_Work to do_
Please carry on the passage about the bookseller Joseph Johnson from where it stops.

Joseph Johnson was born in 1738 into a Baptist dissenting family in the village of Everton, near Liverpool. As nonconformist Protestants his community rejected the oaths and allegiances of the Church of England, meaning that certain professions and civic offices were closed to them, as well as the possibility of studying at the universities of Oxford or Cambridge. So, at age fourteen, Johnson was sent to the City of London to serve a seven-year apprenticeship to the Baptist bookseller George Keith. It was an education, both in observing the sights of life in the street (as depicted in Hogarth’s Gin Lane) and learning the mechanics of the book trade, as new Baptist tracts rolled off the presses daily, many of them condemning those who sinned to eternal damnation.

In 1761 Johnson was twenty-two and had decided to become a publisher and bookseller in his own right. He rented temporary premises and began looking for new authors to publish and readers who might buy books that were more thought-provoking than religious pamphlets. His first success was in 1764 when he published An Authentic Narrative by John Newton, a former slave-trader who had become a Church of England minister. Ostensibly a moral tale, it combined conversion narrative, romance and seafaring adventure, and, as Hay writes, ‘proved popular with a reading public who were being shown by the new novels flooding the market that their reading could hold them in thrall to a good story even as it improved their morals’.

In 1767 Johnson joined forces with a bookseller called John Payne. Together they set up a bookselling and publishing business in Paternoster Row, living in modest quarters above the shop. Johnson became a regular at the nearby Chapter Coffee House, where scientific experimentalists and philosophers often gathered, as well as writers, to make connections and exchange views (Anne and Charlotte Brontë would take modest lodgings there in 1848 while meeting their publisher). His social and business circle was expanding, and he met the hard-up Henry Fuseli and soon became the Swiss-born artist’s lifelong friend and patron. Johnson generously offered him a room in his Paternoster Row house, and Fuseli described himself as ‘blissfully happy with my friend, Johnson, who I pay for my accommodation by means of drawings, and sometimes with writing’.

_Provided material_
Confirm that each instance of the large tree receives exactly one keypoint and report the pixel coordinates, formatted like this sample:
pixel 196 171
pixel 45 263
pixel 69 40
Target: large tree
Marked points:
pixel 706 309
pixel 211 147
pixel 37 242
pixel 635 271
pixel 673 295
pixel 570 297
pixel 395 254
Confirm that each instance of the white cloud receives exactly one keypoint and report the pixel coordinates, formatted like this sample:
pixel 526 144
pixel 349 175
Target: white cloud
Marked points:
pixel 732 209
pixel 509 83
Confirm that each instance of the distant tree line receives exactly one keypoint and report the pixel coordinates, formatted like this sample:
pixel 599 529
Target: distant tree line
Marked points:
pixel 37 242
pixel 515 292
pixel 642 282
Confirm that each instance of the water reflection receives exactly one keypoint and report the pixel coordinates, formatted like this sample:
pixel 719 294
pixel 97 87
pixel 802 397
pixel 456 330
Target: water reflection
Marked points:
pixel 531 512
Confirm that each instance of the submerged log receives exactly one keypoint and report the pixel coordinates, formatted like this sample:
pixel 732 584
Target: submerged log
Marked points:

_Reply to the task_
This peaceful domestic and professional arrangement ended abruptly when a fire broke out in the shop’s back office early one morning in January 1770. The business burned to the ground, and Johnson lost all his possessions and his entire stock. Fuseli lost his books, paintings, manuscripts and clothes and went abroad to train as a full-time painter. Unfortunately, the fire occurred during a period of re-evaluation, when the business was temporarily uninsured. Payne promptly gave up bookselling and moved out of London, and it looked very much as if young Joseph Johnson’s promising career was over too, until his close circle of bookseller and writer friends ‘came about him, and set him up again’. Six months later, he took a lease at 72 St Paul’s Churchyard, facing the west doors of the great cathedral, a lively area of tightly packed streets and flourishing bookshops, printers and taverns. Johnson would live and work there for the rest of his life.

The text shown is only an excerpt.